*Aufgabenstellung*.
Zähle die Zeilen in den folgenden Einträgen der Sammlung, die die Zeichenfolge "wheel" enthalten, wobei Groß- und Kleinschreibung zu beachten ist. Gib ausschließlich die Anzahl an.

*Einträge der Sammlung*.
-----
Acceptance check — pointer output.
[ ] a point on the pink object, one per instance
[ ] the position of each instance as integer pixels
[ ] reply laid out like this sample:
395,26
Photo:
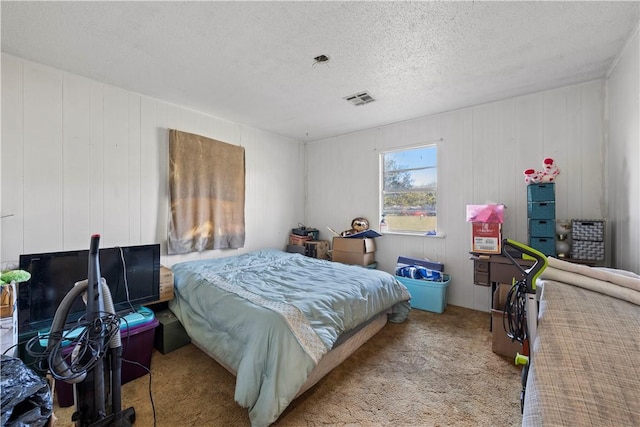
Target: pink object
485,213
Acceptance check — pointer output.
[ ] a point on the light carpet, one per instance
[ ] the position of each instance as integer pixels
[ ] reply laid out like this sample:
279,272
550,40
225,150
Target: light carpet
432,370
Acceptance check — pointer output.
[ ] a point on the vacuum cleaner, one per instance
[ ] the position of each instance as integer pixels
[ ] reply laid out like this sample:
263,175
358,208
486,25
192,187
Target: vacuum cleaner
96,359
521,308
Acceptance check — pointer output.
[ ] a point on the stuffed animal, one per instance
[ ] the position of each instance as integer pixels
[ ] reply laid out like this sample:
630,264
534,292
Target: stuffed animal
532,176
357,225
550,170
547,174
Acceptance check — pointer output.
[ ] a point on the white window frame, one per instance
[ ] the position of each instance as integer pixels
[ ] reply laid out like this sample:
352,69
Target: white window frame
427,211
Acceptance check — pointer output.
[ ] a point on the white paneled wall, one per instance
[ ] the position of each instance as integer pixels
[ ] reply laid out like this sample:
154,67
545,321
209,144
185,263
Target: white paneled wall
623,156
482,155
81,157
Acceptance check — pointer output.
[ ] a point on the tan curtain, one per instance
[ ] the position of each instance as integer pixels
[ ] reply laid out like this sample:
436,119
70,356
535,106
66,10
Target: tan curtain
206,194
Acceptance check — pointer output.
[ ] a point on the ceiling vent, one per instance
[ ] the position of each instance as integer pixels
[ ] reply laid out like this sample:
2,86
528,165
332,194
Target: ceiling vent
360,98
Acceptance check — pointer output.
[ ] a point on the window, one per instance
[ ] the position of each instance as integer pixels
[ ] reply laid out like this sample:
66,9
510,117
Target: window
409,186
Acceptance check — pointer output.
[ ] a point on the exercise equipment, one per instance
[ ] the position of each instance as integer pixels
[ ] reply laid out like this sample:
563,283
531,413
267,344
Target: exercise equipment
521,308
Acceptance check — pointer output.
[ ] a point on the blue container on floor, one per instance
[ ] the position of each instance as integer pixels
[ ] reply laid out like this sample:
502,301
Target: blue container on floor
427,295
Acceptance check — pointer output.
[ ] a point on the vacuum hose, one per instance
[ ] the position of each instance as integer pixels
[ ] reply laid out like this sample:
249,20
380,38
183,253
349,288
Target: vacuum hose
58,365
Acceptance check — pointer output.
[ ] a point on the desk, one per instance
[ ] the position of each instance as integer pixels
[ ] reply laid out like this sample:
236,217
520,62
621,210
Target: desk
490,270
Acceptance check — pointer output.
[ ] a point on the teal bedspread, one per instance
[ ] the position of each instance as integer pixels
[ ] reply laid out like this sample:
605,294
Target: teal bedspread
271,315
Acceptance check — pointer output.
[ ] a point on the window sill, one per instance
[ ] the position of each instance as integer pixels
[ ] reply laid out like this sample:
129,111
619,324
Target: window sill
438,234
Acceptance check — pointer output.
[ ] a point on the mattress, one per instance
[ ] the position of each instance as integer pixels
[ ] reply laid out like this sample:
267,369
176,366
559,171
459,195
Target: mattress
271,317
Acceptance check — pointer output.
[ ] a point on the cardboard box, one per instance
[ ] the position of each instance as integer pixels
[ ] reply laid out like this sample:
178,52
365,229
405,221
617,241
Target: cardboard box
166,285
317,249
500,342
354,251
486,237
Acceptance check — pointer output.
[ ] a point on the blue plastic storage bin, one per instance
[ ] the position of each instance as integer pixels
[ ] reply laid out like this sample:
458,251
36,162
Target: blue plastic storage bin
427,295
541,210
541,192
542,228
546,245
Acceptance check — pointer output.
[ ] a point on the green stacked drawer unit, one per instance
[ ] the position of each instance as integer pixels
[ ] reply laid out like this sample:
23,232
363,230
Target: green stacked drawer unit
541,215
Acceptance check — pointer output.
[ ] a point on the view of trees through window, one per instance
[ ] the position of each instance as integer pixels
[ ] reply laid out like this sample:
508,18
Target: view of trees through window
409,184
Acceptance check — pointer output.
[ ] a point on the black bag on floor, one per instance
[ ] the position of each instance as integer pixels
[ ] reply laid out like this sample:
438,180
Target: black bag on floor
26,396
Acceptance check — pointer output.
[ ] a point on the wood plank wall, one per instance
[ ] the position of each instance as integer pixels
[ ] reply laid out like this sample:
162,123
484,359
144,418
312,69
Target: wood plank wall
482,155
81,157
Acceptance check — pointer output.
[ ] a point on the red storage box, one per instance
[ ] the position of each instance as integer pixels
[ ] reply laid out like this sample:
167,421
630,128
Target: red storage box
137,346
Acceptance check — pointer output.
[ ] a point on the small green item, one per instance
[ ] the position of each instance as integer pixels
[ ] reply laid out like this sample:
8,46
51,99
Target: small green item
521,359
14,276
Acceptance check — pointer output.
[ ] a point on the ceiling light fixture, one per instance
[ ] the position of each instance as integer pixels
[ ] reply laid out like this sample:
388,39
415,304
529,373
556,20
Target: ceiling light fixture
360,98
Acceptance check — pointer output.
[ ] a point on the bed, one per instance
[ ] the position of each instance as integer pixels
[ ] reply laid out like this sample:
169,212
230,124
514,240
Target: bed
585,361
280,321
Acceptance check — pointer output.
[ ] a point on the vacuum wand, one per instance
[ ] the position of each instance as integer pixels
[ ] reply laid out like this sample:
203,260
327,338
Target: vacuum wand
95,309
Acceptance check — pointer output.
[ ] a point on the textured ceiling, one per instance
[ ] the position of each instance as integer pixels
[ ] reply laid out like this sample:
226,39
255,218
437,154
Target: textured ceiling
252,62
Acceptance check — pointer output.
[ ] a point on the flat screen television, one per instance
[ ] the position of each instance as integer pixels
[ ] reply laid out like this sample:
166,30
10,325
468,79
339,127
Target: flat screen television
54,274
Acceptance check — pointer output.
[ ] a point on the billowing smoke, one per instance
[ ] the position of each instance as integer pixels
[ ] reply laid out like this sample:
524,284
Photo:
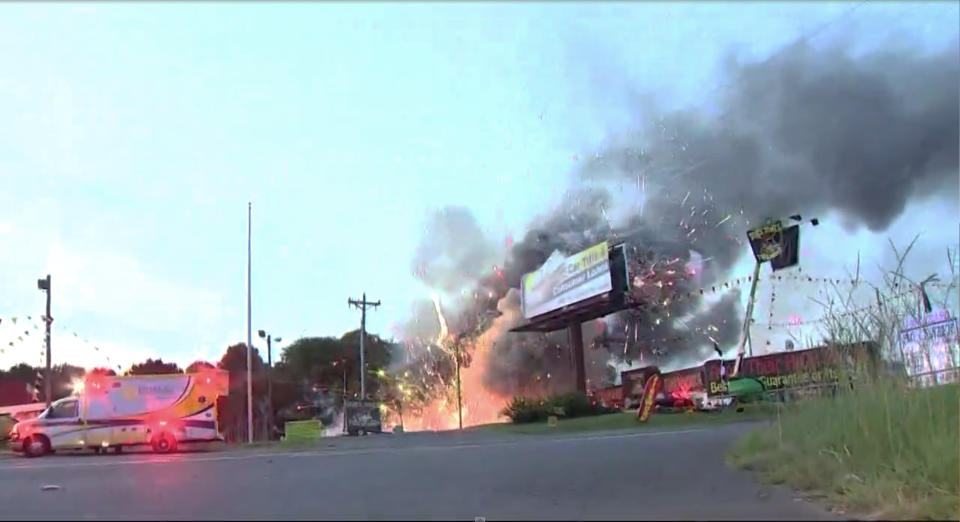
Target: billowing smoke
808,131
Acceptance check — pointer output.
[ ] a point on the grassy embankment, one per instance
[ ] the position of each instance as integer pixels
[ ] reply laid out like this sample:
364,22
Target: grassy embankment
628,420
881,451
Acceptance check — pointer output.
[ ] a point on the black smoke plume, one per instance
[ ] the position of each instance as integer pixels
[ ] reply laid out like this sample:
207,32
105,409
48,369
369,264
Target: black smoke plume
809,131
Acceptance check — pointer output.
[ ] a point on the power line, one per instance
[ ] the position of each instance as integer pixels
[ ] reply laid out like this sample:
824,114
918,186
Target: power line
362,304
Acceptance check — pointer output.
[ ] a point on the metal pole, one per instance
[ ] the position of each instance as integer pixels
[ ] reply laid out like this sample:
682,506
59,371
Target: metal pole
48,378
459,396
745,333
249,331
270,383
363,364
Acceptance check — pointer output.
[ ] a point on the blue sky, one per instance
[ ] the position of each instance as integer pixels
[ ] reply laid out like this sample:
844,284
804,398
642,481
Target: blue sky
134,134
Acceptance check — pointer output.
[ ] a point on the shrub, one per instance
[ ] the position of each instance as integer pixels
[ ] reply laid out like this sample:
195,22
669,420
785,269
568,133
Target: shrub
574,404
568,405
521,410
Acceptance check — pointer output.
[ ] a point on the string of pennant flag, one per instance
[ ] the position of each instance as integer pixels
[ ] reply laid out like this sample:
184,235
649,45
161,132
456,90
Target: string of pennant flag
773,279
64,330
884,301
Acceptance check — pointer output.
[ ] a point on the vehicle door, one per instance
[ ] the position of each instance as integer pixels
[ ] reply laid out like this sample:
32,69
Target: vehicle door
63,426
97,420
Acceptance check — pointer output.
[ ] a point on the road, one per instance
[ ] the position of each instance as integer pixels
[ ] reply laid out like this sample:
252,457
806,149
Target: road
676,474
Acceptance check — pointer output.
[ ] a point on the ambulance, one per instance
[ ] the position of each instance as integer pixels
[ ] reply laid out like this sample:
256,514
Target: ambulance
110,412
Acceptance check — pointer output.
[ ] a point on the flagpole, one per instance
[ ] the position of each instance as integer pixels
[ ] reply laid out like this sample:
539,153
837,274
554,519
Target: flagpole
249,332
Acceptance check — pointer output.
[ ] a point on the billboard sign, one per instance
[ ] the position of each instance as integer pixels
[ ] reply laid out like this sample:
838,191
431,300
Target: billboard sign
789,249
766,241
564,281
930,348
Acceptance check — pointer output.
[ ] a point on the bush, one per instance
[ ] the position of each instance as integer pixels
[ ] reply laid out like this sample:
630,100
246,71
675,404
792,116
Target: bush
522,410
573,405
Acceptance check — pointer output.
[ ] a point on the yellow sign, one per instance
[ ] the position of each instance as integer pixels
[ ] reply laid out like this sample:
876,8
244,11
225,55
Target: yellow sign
649,399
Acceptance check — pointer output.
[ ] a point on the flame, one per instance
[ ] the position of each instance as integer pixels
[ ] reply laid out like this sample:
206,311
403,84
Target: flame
442,337
477,404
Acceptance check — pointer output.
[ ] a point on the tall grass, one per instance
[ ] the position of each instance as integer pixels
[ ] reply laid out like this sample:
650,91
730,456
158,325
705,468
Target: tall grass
881,450
884,449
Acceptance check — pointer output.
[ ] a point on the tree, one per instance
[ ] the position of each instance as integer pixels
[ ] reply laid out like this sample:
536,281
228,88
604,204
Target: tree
197,366
232,409
153,367
23,372
322,360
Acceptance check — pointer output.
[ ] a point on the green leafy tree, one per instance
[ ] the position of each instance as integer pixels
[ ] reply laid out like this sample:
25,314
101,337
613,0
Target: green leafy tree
324,360
154,367
197,366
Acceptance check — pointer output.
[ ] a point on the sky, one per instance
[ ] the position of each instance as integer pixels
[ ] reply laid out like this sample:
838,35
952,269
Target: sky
134,134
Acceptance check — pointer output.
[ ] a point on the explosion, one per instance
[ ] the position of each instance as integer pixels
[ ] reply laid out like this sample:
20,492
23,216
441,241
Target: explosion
808,131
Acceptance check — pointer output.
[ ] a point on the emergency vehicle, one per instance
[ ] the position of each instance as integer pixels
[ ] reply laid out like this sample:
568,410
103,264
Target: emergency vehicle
157,411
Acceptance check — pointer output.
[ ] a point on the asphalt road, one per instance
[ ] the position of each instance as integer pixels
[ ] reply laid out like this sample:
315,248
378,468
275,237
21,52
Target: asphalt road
616,475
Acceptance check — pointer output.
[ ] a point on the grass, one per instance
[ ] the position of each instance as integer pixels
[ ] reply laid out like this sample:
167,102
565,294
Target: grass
881,451
628,420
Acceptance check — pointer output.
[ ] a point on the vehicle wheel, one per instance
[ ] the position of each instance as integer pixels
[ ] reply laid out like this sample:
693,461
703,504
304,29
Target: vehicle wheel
36,446
164,443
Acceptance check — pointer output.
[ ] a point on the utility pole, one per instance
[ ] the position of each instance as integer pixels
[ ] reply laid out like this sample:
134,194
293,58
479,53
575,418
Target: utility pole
44,285
362,305
249,331
269,374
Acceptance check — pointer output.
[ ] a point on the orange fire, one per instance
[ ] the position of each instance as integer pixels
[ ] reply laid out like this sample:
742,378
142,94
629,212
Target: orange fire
480,406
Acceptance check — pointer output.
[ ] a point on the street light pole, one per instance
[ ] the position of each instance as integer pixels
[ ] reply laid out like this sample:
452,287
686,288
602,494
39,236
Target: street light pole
269,372
44,285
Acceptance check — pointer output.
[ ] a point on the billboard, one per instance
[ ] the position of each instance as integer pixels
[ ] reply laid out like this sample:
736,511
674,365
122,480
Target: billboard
929,348
766,241
563,281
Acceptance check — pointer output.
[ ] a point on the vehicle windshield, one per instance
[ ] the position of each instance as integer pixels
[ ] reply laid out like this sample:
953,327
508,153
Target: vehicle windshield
66,409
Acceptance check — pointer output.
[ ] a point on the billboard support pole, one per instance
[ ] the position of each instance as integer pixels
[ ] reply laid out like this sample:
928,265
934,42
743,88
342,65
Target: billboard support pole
576,341
748,318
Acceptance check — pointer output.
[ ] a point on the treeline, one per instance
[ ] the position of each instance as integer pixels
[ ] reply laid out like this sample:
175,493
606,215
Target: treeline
307,364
-----
*Vollständige Lösung*.
2